--- Records supplied ---

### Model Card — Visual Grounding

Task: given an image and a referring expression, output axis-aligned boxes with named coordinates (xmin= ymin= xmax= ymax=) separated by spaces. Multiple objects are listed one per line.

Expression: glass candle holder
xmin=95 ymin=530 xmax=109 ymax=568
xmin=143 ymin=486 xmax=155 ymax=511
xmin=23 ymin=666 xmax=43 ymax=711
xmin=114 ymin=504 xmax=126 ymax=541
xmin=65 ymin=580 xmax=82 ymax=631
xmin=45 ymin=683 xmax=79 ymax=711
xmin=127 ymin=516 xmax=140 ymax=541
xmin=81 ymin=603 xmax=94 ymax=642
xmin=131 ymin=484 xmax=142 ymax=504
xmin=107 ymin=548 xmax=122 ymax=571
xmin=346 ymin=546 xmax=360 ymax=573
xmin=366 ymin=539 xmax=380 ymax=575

---

▶ [What is asked] Copy the records word for word, starting with the first line and continuing through the line that contains "xmin=131 ymin=484 xmax=142 ymax=504".

▶ [Finished answer]
### Model Card — Visual Grounding

Task: given an image and a referring expression, output axis-aligned boxes with named coordinates (xmin= ymin= xmax= ymax=) separated by spaces. Multiple objects are listed one per line.

Expression: glass candle holder
xmin=95 ymin=530 xmax=109 ymax=568
xmin=143 ymin=486 xmax=155 ymax=511
xmin=23 ymin=666 xmax=43 ymax=711
xmin=114 ymin=504 xmax=126 ymax=541
xmin=65 ymin=580 xmax=82 ymax=631
xmin=45 ymin=683 xmax=79 ymax=711
xmin=127 ymin=516 xmax=140 ymax=541
xmin=81 ymin=603 xmax=94 ymax=642
xmin=131 ymin=484 xmax=142 ymax=504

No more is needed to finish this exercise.